• Task prompt
Quote the listing below in its entirety.

• Data to examine
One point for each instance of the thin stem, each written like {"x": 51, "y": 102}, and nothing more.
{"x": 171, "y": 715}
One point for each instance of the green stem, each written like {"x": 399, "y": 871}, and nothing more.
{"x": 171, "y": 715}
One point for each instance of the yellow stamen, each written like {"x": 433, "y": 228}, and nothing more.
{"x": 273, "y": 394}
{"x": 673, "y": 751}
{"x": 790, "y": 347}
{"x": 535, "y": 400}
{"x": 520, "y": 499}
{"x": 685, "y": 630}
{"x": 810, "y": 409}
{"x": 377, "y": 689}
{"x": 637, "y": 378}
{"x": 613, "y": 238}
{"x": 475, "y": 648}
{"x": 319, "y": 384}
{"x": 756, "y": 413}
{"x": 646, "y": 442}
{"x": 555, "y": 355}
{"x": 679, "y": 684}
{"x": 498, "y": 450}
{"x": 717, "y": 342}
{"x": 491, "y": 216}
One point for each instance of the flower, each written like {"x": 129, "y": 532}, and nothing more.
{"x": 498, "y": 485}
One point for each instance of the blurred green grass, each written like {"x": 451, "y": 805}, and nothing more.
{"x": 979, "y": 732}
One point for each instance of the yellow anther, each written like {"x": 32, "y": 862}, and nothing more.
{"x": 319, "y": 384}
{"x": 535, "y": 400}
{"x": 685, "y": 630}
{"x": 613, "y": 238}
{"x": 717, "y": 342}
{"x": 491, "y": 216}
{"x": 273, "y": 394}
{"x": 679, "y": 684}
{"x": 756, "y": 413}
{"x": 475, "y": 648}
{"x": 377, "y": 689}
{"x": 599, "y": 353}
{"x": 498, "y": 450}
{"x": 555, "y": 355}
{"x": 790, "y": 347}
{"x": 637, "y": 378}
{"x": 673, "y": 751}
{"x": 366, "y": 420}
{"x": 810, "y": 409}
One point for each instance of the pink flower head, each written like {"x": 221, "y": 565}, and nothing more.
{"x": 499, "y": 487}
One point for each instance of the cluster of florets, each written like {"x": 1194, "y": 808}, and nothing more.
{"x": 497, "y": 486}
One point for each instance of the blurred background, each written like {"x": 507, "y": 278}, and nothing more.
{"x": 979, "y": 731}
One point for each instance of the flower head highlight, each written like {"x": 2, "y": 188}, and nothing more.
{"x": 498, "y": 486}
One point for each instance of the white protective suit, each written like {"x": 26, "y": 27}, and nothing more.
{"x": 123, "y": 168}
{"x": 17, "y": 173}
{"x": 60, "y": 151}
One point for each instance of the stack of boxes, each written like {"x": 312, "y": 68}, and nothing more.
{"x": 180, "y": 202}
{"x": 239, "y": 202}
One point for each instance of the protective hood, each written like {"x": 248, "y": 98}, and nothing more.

• Answer to the problem
One point for each instance of the thin stem, each written like {"x": 51, "y": 102}, and nothing more.
{"x": 171, "y": 715}
One point for each instance of the green stem, each written like {"x": 399, "y": 871}, and nothing more.
{"x": 171, "y": 715}
One point for each instance of the yellow stamen, each written like {"x": 433, "y": 228}, and nothing more.
{"x": 273, "y": 394}
{"x": 673, "y": 751}
{"x": 790, "y": 347}
{"x": 535, "y": 400}
{"x": 520, "y": 499}
{"x": 685, "y": 630}
{"x": 810, "y": 409}
{"x": 377, "y": 689}
{"x": 637, "y": 378}
{"x": 613, "y": 238}
{"x": 475, "y": 648}
{"x": 319, "y": 384}
{"x": 756, "y": 413}
{"x": 646, "y": 442}
{"x": 555, "y": 355}
{"x": 679, "y": 684}
{"x": 498, "y": 450}
{"x": 717, "y": 342}
{"x": 491, "y": 216}
One point for each instance of the flower, each written like {"x": 129, "y": 532}, and nothing more.
{"x": 498, "y": 485}
One point for each instance of the blurred green grass, each written like {"x": 451, "y": 805}, and nothing more.
{"x": 979, "y": 732}
One point for each instance of the yellow anther, each written like {"x": 32, "y": 862}, and nothing more.
{"x": 319, "y": 384}
{"x": 535, "y": 400}
{"x": 685, "y": 630}
{"x": 613, "y": 238}
{"x": 717, "y": 342}
{"x": 491, "y": 216}
{"x": 273, "y": 394}
{"x": 679, "y": 684}
{"x": 756, "y": 413}
{"x": 475, "y": 648}
{"x": 377, "y": 689}
{"x": 599, "y": 353}
{"x": 498, "y": 450}
{"x": 555, "y": 355}
{"x": 790, "y": 347}
{"x": 637, "y": 378}
{"x": 673, "y": 751}
{"x": 366, "y": 420}
{"x": 810, "y": 409}
One point for each instance of the pink flower head, each written like {"x": 221, "y": 565}, and nothing more.
{"x": 499, "y": 487}
One point for each instance of the cluster of florets, each written like {"x": 1194, "y": 808}, and nothing more.
{"x": 497, "y": 486}
One point for each instance of the blurred background, each written like {"x": 507, "y": 278}, and nothing more.
{"x": 979, "y": 731}
One point for each instance of the flower head highlight, each written like {"x": 2, "y": 188}, and nothing more.
{"x": 498, "y": 486}
One point for each instance of the white protective suit, each written like {"x": 26, "y": 27}, and nothing more.
{"x": 123, "y": 168}
{"x": 17, "y": 173}
{"x": 60, "y": 151}
One point for each instance of the stack of boxes, each written like {"x": 312, "y": 68}, and nothing more.
{"x": 180, "y": 202}
{"x": 239, "y": 202}
One point for each instance of the protective hood, each written like {"x": 248, "y": 98}, and nothing more.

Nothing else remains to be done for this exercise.